WHAT IS REQUIRED: Rewrite every one of the records below, putting "object detection assistant" wherever "visual detection assistant" occurs and leaving everything else unchanged.

★ ★ ★ ★

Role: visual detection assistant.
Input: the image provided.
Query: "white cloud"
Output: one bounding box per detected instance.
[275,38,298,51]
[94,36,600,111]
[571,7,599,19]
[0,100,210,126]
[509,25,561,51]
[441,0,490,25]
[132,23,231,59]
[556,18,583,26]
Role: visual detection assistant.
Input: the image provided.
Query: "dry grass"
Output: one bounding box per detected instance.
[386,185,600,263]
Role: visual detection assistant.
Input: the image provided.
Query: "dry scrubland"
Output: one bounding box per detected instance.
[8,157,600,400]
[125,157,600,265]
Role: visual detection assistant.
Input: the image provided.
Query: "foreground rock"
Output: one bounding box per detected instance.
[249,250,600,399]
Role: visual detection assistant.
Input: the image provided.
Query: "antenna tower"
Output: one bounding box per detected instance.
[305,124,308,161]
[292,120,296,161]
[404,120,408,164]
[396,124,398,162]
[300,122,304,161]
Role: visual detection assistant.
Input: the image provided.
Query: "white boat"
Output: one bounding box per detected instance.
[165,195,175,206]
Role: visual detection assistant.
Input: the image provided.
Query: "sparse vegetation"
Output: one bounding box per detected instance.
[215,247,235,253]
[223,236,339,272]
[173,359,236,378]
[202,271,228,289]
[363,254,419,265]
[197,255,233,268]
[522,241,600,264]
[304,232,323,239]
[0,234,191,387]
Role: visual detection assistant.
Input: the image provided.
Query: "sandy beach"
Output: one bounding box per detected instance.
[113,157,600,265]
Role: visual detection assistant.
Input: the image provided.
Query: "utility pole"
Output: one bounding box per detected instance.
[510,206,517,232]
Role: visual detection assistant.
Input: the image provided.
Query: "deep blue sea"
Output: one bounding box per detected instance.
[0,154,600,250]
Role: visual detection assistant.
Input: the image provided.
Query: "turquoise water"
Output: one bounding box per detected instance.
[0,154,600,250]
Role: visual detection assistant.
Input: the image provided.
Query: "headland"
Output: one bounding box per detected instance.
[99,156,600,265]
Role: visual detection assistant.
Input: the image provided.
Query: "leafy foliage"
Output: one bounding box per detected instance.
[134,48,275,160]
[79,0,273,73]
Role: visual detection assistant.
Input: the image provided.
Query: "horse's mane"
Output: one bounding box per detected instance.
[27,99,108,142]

★ ★ ★ ★

EXERCISE RESPONSE:
Role: object detection assistant.
Input: the image provided.
Query: "white cloud"
Output: one bounding box per detected instance.
[275,38,298,51]
[94,36,600,111]
[571,7,599,19]
[0,100,210,126]
[509,25,561,51]
[441,0,490,25]
[132,23,231,59]
[556,18,583,26]
Role: object detection assistant.
Input: the image provided.
Query: "dry grass"
Output: one bounding box per detected instance.
[386,185,600,263]
Role: object detection assistant.
Input: the image provided.
Query: "dry scrubland"
Output: one bounding box per detected instance.
[8,157,600,400]
[125,157,600,265]
Role: object detection assistant.
Input: the image provided.
Query: "foreground rock"
Output: one bounding box per detected instance.
[249,250,600,399]
Role: object detection assistant.
Input: the image provided.
Query: "antenna tower"
Output: one bounding box per detected instance.
[305,124,308,161]
[292,120,296,161]
[404,120,408,164]
[396,124,398,162]
[300,122,304,161]
Role: object detection assistant.
Input: the image provided.
Query: "white boat"
Output: one bounding box per detected instance.
[165,195,175,206]
Role: object detection assistant.
Input: the image provided.
Query: "sparse vegetation"
Output: one bounding box per detected instance.
[215,247,235,253]
[223,236,339,272]
[173,359,236,378]
[202,271,228,289]
[363,254,419,265]
[197,255,233,268]
[522,241,600,264]
[304,232,323,239]
[0,234,191,387]
Role: object detection assistant.
Input: the image provided.
Query: "sandy beach"
Output: one bounding box per detected instance.
[113,157,600,265]
Role: object detection assistant.
Input: the image provided.
Query: "utility pole"
Output: one bounding box per detected instance.
[510,206,517,232]
Role: object detection assistant.
Input: the image provided.
Query: "deep blue sea"
Output: one bounding box per detected instance.
[0,154,600,250]
Role: object detection assistant.
Input: the image provided.
Query: "turquoise water"
Output: one bounding box per detected instance.
[0,154,600,250]
Role: object detection assistant.
Input: the image provided.
Query: "headland"
Output: one bounding box per detected instance.
[99,156,600,265]
Role: object detection assistant.
Input: the image provided.
Query: "leafy foliage"
Output: one bounding box per detected instance.
[134,48,275,160]
[79,0,273,73]
Role: object detection assistant.
Input: the image provided.
Query: "horse's mane"
Output: one bounding box per detected instance.
[27,99,108,142]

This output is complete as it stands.